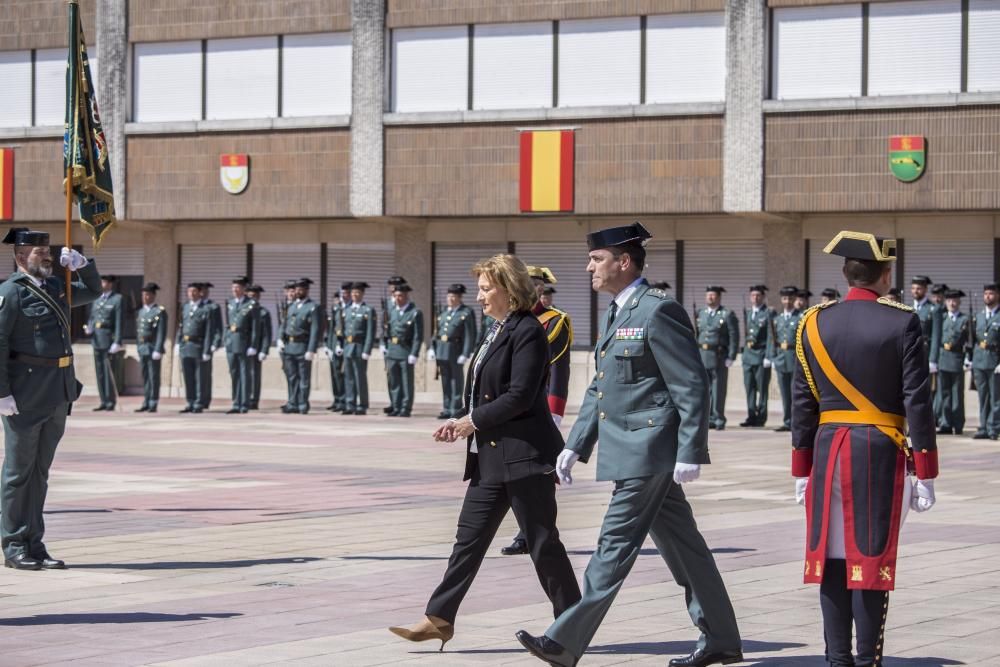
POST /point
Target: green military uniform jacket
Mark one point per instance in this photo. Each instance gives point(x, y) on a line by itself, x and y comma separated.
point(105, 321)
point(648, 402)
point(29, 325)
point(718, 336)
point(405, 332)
::::::
▶ Requirement: Recast every line of the rows above as a Markdown table with the columns Line and Content, numbering the lines and skipping any blank ones. Leave the pictures out.

▶ Correct output:
| Line | Content |
|---|---|
| 1 | POST /point |
| 2 | Target: green military uniform jacket |
| 3 | Mark one point per instance in this photo. Each instance gives point(x, y) on a line by itself, x and y comma separated. |
| 4 | point(105, 321) |
| 5 | point(648, 402) |
| 6 | point(29, 325) |
| 7 | point(718, 336) |
| 8 | point(405, 332) |